Start of SUPPLIED RECORDS

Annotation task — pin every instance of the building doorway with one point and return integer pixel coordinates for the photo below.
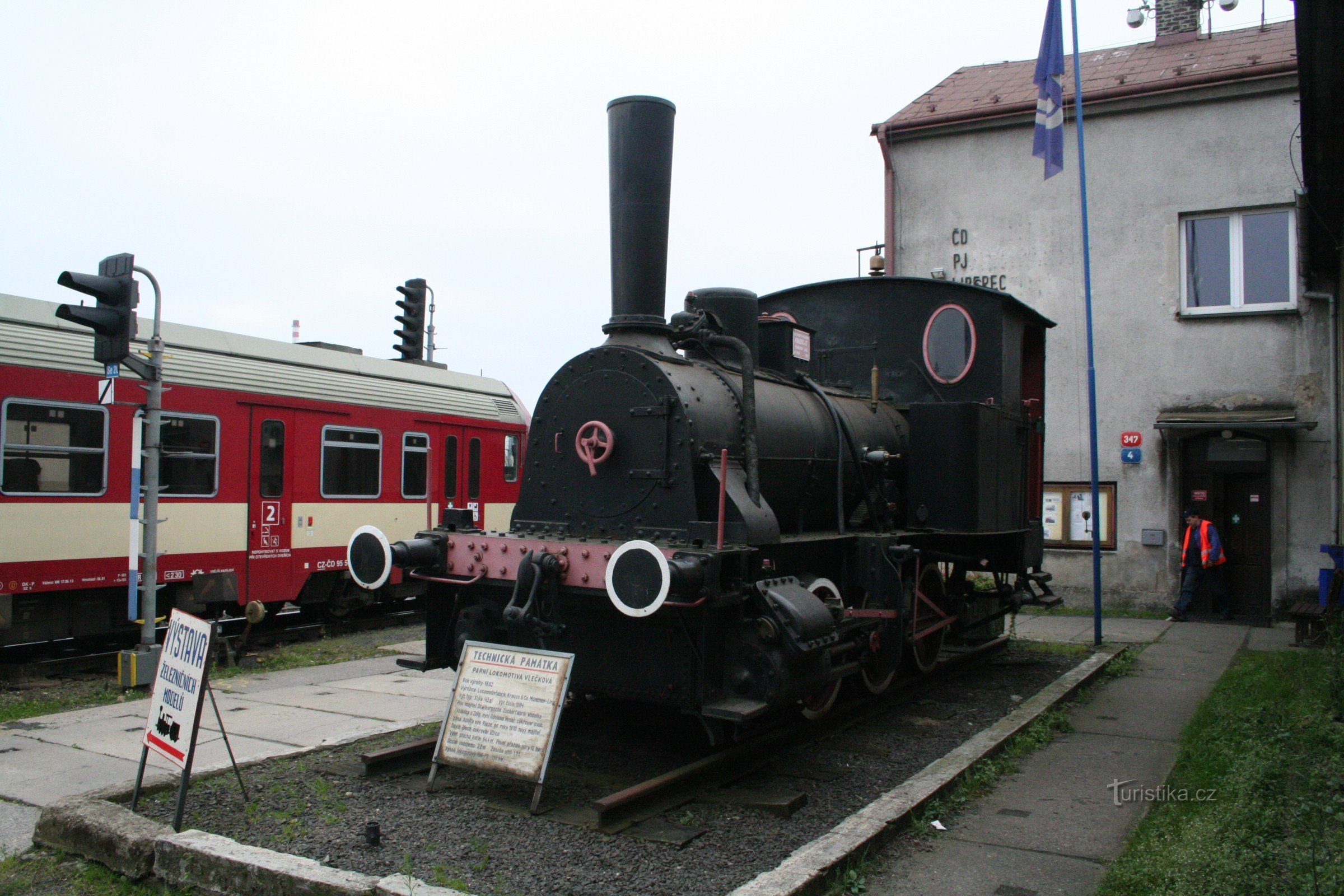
(1225, 477)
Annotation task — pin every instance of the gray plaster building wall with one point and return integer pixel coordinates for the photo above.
(1150, 160)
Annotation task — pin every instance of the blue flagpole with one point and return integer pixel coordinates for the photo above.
(1092, 363)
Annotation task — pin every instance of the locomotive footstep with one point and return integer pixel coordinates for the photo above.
(777, 802)
(664, 832)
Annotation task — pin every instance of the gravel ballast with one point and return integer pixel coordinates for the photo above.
(472, 833)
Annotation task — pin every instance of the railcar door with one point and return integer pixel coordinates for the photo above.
(452, 452)
(270, 494)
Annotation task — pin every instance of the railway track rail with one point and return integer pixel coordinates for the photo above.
(635, 809)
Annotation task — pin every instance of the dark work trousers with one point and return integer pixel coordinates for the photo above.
(1194, 578)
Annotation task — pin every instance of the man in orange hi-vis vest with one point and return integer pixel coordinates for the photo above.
(1202, 561)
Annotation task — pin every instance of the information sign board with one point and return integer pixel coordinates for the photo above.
(505, 711)
(175, 704)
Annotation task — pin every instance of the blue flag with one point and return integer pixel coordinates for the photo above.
(1049, 143)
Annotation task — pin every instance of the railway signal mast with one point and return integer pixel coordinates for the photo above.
(113, 324)
(412, 347)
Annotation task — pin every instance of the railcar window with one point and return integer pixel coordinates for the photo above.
(451, 468)
(189, 464)
(949, 344)
(272, 459)
(53, 449)
(351, 463)
(474, 469)
(511, 457)
(414, 465)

End of SUPPLIED RECORDS

Can you quote exactly the lines from the one containing "Annotation task — pin every instance of the railcar window" through the last line of the records above, and nothing else?

#### SOLUTION FOR THIS TASK:
Annotation task — pin every instance of the railcar window with one point and return integer pixel coordinates for the photo above.
(451, 468)
(189, 464)
(949, 344)
(272, 459)
(53, 449)
(351, 463)
(474, 469)
(511, 457)
(414, 465)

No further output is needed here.